## Your objective
Please repeat the line that contains "Target: person in purple jacket" and every line after it, exactly, through the end of the records.
^^^^^^^^
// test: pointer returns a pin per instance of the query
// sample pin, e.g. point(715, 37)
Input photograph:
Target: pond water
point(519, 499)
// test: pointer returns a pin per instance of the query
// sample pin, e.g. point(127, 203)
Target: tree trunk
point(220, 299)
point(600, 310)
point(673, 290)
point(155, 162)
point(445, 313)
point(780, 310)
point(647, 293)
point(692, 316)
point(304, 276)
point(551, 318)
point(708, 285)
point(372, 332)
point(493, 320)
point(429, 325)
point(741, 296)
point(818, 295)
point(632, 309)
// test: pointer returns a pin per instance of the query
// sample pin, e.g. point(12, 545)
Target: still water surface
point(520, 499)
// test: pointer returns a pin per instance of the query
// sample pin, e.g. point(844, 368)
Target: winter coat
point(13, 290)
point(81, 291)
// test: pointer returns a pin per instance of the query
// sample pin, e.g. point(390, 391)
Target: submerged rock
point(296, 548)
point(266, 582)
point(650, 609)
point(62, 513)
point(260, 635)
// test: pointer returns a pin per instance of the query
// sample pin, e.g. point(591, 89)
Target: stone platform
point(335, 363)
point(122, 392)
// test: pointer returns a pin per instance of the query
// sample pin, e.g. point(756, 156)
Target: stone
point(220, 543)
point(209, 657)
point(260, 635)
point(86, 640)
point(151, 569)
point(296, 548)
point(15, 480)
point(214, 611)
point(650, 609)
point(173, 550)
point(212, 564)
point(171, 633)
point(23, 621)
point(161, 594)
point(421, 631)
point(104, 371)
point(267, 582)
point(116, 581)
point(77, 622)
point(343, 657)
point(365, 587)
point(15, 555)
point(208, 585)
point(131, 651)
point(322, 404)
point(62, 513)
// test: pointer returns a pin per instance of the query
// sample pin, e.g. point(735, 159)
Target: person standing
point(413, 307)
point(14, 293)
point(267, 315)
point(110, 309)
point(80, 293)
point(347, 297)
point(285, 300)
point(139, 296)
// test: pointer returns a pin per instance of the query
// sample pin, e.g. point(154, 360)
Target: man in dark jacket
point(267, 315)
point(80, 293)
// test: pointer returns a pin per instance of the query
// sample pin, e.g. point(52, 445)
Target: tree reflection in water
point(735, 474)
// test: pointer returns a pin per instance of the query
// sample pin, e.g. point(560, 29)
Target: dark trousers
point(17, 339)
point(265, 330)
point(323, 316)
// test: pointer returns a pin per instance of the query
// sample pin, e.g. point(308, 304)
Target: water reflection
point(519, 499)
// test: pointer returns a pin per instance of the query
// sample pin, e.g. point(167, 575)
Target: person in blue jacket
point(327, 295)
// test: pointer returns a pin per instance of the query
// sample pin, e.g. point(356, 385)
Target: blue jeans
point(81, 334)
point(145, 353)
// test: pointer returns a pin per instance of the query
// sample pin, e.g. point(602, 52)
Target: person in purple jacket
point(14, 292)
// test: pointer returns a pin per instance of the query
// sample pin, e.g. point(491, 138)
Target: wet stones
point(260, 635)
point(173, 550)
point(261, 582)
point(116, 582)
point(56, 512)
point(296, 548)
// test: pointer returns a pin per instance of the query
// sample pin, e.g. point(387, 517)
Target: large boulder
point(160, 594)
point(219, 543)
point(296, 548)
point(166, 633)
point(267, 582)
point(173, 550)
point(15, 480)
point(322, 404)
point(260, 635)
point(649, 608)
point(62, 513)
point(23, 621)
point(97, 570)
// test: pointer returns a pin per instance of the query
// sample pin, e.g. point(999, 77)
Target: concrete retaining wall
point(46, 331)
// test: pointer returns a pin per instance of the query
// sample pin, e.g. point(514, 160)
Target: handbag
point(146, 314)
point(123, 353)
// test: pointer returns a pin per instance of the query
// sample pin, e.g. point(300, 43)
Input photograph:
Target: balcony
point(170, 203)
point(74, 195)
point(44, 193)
^^^^^^^^
## Written answer
Target: person in purple jacket
point(14, 292)
// test: pointer returns a pin per instance of the query
// sample pin, e.g. point(491, 138)
Target: wet stones
point(260, 635)
point(173, 550)
point(261, 582)
point(116, 582)
point(56, 512)
point(296, 548)
// test: pointer returns a pin per instance of the query
// sample pin, e.g. point(387, 517)
Target: large boulder
point(160, 594)
point(219, 543)
point(296, 548)
point(166, 633)
point(267, 582)
point(173, 550)
point(15, 480)
point(322, 404)
point(260, 635)
point(649, 608)
point(62, 513)
point(23, 621)
point(97, 570)
// test: pointer returns a pin per instance of the query
// sample pin, e.g. point(999, 77)
Target: concrete retaining wall
point(46, 331)
// test: pointer returns a pin per instance of the query
// sample pin, e.g. point(514, 160)
Target: handbag
point(146, 314)
point(123, 353)
// test: pointer returns a pin per instance of the query
// sample pin, e.g. point(300, 43)
Input photograph:
Target: balcony
point(170, 203)
point(74, 195)
point(44, 193)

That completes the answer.